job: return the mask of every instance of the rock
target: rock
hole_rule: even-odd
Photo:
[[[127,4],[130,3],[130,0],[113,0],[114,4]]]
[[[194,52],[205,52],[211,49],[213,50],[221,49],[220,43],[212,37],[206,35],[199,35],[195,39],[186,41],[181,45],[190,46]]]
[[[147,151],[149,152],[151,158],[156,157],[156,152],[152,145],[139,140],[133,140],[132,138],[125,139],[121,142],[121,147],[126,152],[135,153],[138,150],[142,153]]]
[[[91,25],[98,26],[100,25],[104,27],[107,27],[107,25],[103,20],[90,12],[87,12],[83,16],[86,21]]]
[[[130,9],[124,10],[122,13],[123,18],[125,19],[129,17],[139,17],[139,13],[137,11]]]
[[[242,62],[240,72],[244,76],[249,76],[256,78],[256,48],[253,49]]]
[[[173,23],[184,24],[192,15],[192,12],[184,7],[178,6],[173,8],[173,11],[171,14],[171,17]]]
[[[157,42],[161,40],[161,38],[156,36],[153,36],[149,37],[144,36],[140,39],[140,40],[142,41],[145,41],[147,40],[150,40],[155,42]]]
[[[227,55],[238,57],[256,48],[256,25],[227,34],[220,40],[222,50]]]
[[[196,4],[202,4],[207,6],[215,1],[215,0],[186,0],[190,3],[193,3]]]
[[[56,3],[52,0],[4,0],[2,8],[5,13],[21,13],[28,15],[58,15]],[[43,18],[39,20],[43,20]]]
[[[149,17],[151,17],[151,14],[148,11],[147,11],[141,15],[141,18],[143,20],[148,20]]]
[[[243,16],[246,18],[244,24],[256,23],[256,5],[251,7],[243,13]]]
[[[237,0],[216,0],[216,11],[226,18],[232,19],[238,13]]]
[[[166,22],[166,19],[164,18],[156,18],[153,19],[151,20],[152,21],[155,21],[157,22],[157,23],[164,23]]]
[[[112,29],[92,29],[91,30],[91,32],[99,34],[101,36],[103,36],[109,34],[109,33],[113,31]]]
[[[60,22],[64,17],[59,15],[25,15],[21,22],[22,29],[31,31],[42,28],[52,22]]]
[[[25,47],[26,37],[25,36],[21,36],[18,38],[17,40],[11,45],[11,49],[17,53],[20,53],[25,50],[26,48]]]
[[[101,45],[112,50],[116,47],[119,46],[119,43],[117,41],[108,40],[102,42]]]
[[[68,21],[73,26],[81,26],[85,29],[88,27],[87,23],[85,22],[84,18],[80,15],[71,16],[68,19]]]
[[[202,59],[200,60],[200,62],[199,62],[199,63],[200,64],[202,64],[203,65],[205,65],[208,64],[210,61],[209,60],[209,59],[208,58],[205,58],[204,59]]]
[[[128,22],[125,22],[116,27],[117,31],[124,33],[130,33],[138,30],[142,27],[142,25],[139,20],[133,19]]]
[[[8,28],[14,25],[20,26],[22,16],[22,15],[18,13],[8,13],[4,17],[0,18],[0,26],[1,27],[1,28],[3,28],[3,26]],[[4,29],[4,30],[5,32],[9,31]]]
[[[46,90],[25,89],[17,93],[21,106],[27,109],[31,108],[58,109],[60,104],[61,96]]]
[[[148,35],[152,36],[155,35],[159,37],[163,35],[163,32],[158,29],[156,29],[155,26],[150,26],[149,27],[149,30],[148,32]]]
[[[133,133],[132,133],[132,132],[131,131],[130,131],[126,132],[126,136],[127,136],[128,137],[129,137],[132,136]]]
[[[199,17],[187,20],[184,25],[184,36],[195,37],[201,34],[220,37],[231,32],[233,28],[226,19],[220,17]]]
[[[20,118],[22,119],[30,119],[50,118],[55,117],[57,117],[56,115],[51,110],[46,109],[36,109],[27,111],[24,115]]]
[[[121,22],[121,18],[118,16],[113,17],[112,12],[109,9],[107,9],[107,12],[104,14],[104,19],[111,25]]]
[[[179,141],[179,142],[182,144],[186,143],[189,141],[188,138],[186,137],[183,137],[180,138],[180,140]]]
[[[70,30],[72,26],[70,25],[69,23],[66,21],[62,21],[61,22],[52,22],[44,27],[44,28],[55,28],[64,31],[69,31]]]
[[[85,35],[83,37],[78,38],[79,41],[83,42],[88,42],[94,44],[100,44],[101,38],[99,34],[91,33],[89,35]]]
- - -
◆ Task description ◆
Count the lines above that contain the string "rock", matching case exactly. Reply with the number alone.

◆ Exercise output ◆
2